### What is being asked
Reproduce only the listing lines from the first line through the line containing "<point>261,197</point>", inclusive, changing "pick out" to "mark" wherever it occurs and leaving everything else unchanged.

### Records for this task

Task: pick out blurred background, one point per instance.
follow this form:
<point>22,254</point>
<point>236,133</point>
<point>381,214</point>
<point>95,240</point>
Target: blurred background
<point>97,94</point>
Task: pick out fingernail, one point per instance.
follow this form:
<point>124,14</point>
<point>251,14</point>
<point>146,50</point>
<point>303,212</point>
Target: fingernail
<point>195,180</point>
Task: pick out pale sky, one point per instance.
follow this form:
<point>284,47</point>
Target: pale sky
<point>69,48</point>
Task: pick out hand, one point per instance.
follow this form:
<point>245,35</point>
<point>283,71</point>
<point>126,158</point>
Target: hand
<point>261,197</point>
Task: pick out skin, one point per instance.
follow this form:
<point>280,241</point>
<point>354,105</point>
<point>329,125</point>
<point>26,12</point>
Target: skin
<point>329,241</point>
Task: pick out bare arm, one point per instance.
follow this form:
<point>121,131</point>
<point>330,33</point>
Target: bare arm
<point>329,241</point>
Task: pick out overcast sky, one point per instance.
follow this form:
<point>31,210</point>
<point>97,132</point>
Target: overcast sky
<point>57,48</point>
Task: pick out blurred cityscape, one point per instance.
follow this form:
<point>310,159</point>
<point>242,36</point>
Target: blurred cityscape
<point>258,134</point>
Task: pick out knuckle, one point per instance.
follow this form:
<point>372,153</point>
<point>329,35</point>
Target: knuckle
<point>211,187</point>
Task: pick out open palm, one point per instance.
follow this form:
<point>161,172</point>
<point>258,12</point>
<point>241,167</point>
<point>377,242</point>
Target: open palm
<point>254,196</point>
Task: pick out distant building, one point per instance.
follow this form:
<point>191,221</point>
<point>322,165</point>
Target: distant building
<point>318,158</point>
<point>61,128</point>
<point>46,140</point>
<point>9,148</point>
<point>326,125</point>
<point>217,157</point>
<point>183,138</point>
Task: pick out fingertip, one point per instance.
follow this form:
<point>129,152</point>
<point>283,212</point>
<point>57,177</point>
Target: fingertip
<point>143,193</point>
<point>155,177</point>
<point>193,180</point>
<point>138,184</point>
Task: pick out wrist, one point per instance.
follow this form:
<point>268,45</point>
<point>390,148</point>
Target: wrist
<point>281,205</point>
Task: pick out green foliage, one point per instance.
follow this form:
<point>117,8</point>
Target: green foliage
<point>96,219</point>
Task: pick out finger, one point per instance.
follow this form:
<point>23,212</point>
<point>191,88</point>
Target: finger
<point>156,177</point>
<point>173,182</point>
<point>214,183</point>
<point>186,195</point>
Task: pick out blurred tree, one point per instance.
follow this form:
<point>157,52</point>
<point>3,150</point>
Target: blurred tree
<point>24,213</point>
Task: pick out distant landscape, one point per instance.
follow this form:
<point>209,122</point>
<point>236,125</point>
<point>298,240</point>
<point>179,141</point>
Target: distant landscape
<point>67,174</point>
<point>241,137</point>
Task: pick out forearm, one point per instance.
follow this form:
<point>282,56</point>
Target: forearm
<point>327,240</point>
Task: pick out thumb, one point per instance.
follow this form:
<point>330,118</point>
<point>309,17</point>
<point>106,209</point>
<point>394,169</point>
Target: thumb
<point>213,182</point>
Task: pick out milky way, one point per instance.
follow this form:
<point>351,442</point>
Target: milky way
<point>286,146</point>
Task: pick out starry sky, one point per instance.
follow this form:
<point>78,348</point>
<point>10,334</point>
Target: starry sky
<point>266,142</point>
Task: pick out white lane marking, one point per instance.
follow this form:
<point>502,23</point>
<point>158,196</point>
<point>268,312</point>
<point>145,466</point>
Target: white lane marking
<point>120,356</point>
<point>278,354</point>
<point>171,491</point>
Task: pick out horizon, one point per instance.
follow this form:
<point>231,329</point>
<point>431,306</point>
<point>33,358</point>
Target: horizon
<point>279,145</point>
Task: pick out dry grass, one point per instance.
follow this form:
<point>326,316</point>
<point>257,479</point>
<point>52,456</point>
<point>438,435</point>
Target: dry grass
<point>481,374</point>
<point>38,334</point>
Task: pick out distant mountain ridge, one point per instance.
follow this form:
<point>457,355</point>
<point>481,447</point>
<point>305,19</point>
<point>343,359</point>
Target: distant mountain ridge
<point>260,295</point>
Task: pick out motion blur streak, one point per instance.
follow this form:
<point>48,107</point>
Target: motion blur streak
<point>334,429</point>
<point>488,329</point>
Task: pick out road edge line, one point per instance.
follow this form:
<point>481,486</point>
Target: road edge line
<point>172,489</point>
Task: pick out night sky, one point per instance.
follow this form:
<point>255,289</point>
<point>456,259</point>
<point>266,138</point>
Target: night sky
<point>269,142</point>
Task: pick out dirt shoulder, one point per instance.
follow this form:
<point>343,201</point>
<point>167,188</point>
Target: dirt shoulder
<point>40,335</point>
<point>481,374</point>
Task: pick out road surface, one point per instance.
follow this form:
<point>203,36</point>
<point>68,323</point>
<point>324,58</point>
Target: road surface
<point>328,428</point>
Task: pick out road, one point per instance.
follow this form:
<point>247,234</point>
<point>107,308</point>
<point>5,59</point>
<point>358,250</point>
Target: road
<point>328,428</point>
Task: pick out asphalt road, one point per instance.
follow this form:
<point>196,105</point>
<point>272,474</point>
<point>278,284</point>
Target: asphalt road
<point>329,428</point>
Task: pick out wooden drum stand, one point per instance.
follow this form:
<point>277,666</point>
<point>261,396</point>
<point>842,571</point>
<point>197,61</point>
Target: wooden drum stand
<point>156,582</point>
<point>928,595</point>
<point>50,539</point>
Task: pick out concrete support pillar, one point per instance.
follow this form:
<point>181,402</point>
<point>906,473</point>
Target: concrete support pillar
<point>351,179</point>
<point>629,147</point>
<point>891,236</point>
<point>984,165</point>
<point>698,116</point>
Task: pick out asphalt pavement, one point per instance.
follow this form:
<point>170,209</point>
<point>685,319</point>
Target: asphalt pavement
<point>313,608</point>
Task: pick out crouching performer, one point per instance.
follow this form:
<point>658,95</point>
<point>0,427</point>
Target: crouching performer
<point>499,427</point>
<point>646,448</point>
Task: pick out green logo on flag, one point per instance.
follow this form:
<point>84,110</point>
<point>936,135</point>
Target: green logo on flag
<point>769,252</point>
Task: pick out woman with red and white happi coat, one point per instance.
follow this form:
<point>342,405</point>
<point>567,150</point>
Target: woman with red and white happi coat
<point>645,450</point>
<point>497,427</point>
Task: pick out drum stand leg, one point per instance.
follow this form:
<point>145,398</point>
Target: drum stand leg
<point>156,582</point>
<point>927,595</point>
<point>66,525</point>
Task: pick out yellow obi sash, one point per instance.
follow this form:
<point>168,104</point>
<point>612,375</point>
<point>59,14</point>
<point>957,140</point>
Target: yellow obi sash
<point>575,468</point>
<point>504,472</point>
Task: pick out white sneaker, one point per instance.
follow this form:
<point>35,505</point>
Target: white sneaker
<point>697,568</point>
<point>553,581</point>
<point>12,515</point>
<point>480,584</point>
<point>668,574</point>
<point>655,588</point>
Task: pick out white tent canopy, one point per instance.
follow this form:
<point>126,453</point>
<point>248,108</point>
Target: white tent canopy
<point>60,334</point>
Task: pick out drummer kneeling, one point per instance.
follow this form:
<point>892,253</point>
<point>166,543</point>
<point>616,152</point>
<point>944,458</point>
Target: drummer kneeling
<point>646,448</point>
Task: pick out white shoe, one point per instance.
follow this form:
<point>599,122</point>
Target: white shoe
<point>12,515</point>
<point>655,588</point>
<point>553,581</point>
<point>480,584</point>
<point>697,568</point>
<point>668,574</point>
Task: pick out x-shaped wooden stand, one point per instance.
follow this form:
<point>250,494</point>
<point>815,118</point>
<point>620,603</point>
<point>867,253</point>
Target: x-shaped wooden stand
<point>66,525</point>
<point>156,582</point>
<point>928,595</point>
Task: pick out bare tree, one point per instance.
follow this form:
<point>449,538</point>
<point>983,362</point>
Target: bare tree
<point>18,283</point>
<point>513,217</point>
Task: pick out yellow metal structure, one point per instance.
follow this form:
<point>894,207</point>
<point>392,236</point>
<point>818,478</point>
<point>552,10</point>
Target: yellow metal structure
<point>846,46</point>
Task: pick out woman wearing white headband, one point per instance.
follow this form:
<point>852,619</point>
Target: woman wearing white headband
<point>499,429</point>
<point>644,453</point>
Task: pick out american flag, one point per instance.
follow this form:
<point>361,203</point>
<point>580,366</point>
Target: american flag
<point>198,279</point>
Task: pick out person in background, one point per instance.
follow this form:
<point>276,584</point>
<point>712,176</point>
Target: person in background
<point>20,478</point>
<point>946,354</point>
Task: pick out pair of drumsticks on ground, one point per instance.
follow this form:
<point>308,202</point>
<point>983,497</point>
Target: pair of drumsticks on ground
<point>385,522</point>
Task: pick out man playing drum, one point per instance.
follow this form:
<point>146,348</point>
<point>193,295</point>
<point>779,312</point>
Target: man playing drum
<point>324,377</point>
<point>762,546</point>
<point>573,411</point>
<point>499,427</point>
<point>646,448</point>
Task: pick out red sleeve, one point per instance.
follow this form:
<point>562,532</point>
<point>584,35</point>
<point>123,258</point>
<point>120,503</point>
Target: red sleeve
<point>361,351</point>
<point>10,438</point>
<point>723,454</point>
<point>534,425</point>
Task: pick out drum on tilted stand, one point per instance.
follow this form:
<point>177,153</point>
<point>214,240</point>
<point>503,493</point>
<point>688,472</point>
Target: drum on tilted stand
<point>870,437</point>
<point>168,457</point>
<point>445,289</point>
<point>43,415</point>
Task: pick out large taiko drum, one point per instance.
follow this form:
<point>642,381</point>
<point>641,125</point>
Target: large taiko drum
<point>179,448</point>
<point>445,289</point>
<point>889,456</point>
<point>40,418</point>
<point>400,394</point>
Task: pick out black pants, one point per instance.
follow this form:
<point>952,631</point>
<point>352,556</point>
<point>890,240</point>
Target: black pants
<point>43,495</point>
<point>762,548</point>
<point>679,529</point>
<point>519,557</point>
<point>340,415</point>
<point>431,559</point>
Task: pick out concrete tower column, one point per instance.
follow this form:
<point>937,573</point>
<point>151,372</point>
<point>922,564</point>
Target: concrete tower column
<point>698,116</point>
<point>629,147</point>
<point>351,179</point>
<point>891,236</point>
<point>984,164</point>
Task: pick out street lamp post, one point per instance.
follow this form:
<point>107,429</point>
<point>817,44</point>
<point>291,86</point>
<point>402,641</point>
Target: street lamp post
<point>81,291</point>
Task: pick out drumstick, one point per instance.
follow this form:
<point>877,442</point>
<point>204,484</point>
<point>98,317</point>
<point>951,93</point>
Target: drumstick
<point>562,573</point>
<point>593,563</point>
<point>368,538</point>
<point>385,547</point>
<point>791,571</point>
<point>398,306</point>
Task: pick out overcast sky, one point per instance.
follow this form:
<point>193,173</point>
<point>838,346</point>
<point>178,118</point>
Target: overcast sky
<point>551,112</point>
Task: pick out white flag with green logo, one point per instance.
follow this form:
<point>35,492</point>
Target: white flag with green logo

### Solved exercise
Task: mark blurred background, one point per instance.
follow this form:
<point>22,254</point>
<point>236,133</point>
<point>381,214</point>
<point>95,240</point>
Target: blurred background
<point>97,94</point>
Task: mark fingernail, one point per instance.
follow this form:
<point>124,14</point>
<point>251,14</point>
<point>146,50</point>
<point>303,212</point>
Target: fingernail
<point>195,180</point>
Task: mark pale sky, one point per instance.
follow this form:
<point>284,47</point>
Target: pale sky
<point>69,48</point>
Task: mark hand, one point per instance.
follow this form:
<point>245,35</point>
<point>283,71</point>
<point>126,158</point>
Target: hand
<point>261,197</point>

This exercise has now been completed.